Material provided

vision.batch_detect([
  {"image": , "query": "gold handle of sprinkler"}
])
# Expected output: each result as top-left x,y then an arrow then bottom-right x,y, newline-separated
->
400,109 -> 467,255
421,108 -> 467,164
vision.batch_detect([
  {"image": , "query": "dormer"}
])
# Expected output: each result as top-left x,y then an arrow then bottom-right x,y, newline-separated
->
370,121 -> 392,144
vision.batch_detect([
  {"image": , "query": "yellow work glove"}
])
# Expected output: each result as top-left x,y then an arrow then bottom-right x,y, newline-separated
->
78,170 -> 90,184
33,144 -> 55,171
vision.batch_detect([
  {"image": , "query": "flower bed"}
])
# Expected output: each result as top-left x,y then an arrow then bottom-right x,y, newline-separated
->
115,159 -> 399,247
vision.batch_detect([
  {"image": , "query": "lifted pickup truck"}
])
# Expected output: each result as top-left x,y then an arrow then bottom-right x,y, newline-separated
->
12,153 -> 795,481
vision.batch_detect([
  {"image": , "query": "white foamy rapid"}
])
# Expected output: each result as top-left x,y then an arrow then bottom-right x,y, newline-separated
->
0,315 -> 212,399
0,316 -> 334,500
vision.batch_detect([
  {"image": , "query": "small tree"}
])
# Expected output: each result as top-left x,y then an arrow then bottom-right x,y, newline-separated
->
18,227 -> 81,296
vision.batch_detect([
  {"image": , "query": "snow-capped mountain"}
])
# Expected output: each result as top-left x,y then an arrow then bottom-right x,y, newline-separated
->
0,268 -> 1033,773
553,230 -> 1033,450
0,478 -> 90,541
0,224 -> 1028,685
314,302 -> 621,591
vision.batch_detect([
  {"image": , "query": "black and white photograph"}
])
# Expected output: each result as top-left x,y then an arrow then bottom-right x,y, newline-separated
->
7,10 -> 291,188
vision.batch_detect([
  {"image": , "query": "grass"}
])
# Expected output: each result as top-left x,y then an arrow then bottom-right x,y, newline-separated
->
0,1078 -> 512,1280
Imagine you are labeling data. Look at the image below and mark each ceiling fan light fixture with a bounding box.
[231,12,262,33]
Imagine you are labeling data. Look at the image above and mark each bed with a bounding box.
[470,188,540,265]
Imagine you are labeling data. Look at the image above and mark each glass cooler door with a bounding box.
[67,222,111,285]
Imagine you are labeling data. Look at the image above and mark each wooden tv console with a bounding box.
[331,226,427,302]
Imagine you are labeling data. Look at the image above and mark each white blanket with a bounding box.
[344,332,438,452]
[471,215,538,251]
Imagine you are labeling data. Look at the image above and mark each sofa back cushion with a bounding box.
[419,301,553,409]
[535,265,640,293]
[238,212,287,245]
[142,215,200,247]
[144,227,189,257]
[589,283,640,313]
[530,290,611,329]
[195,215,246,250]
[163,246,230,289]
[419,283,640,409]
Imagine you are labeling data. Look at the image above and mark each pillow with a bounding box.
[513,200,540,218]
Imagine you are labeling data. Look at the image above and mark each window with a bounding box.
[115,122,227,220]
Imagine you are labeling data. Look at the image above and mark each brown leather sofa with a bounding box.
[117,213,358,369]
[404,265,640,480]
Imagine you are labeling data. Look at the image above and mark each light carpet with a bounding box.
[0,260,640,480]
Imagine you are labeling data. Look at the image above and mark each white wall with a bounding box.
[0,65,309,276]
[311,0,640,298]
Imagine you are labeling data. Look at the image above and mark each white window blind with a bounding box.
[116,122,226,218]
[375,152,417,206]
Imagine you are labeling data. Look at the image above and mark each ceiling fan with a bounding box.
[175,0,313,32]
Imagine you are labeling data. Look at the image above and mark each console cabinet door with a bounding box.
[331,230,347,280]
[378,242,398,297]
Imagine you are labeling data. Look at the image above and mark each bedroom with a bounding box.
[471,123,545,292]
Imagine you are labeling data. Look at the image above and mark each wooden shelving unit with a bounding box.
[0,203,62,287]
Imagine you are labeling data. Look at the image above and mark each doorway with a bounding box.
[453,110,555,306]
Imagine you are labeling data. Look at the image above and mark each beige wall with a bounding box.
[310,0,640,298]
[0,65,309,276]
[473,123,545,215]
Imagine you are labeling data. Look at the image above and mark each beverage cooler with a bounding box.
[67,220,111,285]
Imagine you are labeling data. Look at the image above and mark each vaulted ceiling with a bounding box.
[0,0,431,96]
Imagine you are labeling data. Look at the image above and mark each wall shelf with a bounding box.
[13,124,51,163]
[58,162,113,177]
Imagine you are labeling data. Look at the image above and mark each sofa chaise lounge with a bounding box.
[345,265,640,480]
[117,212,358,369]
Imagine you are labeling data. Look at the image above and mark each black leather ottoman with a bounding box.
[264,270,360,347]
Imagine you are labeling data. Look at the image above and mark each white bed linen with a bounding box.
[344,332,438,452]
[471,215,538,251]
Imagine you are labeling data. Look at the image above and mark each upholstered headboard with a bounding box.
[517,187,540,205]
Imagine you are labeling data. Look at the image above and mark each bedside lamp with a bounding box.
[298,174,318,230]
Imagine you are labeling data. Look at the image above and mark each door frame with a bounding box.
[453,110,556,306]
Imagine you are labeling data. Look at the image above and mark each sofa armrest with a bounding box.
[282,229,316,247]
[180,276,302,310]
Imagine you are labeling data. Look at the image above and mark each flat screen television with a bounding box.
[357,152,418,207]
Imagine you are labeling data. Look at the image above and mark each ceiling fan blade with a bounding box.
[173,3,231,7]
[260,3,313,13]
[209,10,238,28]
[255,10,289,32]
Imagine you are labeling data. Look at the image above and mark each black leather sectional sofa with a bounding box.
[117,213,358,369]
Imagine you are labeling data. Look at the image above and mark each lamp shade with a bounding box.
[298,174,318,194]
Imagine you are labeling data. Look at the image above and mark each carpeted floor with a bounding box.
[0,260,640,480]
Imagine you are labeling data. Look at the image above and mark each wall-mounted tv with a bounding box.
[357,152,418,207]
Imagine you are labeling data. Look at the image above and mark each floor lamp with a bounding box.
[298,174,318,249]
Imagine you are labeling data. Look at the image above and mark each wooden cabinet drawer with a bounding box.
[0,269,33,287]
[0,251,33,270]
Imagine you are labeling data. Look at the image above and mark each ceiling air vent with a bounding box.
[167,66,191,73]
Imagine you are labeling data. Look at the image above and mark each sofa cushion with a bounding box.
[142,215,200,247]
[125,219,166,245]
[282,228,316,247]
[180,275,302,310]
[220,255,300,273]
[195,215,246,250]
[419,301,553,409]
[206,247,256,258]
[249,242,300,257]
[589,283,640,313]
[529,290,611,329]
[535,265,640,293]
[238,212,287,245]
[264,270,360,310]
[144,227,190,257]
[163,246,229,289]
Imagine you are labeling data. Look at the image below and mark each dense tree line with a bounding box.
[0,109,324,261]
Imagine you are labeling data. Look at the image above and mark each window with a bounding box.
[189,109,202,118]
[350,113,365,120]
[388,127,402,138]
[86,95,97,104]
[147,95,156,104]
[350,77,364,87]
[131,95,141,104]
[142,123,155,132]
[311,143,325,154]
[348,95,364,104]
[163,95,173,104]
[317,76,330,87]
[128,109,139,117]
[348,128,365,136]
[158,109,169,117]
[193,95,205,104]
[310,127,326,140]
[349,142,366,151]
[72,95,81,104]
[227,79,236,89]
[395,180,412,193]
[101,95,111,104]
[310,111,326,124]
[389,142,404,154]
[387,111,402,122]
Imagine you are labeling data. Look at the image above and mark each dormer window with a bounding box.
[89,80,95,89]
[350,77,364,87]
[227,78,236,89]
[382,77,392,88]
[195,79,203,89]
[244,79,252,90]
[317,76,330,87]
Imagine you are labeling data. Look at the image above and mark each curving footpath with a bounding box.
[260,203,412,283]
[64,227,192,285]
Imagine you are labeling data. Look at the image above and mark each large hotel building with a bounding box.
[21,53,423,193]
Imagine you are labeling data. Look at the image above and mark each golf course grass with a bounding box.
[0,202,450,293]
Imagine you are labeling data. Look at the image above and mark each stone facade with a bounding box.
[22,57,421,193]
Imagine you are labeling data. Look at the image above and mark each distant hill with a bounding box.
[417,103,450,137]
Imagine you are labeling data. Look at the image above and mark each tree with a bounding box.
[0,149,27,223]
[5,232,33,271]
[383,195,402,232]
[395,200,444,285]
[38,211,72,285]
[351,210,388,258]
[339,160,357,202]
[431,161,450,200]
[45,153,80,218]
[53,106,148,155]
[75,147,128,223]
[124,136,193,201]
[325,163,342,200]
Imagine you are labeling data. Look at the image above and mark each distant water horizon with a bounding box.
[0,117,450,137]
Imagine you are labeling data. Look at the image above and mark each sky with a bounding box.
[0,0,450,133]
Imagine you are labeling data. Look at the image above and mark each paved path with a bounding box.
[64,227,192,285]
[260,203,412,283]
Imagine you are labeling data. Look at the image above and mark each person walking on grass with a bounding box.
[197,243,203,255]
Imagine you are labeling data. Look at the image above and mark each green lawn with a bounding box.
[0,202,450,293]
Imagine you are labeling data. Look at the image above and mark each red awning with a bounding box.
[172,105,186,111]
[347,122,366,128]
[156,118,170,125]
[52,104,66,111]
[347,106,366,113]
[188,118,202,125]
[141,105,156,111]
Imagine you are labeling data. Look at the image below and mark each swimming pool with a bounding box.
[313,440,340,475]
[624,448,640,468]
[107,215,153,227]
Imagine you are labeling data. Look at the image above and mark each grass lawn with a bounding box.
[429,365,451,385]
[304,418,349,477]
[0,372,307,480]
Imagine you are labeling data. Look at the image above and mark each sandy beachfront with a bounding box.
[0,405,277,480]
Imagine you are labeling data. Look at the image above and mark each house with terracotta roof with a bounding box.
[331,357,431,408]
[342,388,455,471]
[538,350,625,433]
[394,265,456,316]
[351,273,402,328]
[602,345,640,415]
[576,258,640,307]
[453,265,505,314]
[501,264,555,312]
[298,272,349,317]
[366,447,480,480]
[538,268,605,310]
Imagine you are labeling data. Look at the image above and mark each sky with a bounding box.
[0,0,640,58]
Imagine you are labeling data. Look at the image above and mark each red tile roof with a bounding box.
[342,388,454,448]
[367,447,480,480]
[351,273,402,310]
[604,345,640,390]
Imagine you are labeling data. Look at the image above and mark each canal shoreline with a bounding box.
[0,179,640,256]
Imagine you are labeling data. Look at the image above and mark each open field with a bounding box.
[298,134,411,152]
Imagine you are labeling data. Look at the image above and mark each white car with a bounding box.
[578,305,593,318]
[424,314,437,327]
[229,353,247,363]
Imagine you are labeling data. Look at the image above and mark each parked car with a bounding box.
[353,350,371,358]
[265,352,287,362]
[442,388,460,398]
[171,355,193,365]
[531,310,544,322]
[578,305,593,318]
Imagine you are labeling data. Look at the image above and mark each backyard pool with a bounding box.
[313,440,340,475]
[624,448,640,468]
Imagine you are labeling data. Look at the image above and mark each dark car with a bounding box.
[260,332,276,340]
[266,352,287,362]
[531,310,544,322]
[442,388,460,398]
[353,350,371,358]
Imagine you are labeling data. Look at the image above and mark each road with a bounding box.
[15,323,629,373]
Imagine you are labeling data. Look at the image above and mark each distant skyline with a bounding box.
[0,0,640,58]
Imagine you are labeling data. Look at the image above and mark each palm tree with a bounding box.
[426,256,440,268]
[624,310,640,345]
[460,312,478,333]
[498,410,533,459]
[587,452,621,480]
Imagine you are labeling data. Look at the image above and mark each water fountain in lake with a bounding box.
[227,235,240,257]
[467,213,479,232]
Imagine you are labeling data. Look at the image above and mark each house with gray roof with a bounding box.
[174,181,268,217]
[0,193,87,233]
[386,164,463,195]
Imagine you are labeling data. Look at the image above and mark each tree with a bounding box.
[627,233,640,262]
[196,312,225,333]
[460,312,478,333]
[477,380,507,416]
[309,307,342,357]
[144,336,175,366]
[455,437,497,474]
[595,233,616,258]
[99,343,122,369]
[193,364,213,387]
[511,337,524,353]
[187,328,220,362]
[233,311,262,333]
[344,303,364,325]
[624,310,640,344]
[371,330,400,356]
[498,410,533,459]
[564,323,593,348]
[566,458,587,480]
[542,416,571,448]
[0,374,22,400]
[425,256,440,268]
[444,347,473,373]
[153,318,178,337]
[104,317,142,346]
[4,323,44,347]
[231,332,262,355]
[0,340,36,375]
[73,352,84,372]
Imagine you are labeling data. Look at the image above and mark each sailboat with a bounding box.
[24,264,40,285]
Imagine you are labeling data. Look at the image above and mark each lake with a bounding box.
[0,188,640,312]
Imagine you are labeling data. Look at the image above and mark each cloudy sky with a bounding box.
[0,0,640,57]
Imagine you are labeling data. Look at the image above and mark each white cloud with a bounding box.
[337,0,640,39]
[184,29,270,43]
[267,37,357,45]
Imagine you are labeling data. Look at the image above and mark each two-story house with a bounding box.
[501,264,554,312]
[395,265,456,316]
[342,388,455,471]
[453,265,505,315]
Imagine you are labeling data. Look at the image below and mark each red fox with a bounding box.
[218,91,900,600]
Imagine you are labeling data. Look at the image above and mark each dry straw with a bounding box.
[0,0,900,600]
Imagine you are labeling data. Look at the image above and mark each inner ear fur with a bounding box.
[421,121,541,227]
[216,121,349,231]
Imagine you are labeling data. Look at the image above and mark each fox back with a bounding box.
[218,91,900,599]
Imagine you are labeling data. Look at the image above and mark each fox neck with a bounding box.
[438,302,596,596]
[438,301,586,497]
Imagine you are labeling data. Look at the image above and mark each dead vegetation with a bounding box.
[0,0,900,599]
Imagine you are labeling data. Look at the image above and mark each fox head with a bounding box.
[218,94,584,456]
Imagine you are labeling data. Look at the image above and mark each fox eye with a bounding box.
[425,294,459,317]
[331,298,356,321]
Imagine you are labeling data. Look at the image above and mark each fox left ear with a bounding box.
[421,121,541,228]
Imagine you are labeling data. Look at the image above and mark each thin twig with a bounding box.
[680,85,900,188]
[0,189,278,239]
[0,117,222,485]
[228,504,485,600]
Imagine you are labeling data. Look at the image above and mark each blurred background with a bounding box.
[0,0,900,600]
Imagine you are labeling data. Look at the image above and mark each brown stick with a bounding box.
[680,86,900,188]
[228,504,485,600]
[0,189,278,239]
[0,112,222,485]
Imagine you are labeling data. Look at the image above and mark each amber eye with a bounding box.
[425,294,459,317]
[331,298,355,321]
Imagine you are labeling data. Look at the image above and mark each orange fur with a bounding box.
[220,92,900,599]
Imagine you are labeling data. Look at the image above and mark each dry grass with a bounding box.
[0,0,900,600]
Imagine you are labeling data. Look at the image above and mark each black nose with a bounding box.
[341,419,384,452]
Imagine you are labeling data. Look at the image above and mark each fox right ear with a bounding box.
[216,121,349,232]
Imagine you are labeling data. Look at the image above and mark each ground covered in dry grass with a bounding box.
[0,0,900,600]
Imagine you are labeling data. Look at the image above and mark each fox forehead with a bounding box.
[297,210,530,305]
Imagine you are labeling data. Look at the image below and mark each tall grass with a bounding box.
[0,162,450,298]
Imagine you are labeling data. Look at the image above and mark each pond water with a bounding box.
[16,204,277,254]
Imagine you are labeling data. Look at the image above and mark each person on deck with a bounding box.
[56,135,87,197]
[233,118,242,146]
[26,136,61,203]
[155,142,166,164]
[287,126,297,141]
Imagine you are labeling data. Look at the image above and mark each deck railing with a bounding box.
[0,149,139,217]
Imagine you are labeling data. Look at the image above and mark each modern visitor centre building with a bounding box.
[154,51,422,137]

What is asked
Reproduce only the lines running from the one that contains "orange fur with a bounding box." to the last line of the records.

Solution to this problem
Imagine you are labeling data. Look at the image above and mark each orange fur with a bounding box.
[220,92,900,599]
Imagine you are labeling data. Look at the image above and mark each dry grass with a bounding box.
[0,0,900,600]
Imagine you are labeling data. Look at the image above and mark each black nose with a bounding box.
[341,419,384,452]
Imagine you are labeling data. Look at the image above and mark each fox right ear with a bounding box.
[216,121,349,232]
Imagine you are labeling data. Look at the image above and mark each ground covered in dry grass with a bounding box.
[0,0,900,600]
Imagine you are labeling data. Look at the image above and mark each fox forehead with a bounding box.
[297,210,530,305]
Imagine you are labeling data. Look at the image below and mark each tall grass with a bounding box.
[0,162,450,298]
Imagine you are labeling data. Look at the image above and mark each pond water with a bounding box.
[16,204,277,254]
Imagine you are labeling data. Look at the image above and mark each person on deck with a bounding box.
[56,135,87,197]
[233,118,242,146]
[26,136,61,203]
[155,142,166,164]
[287,126,297,141]
Imagine you are labeling data. Look at the image above and mark each deck railing with a bounding box.
[0,149,139,217]
Imagine you are labeling data. Look at the image above and mark each modern visitor centre building with a bounding box.
[154,51,422,137]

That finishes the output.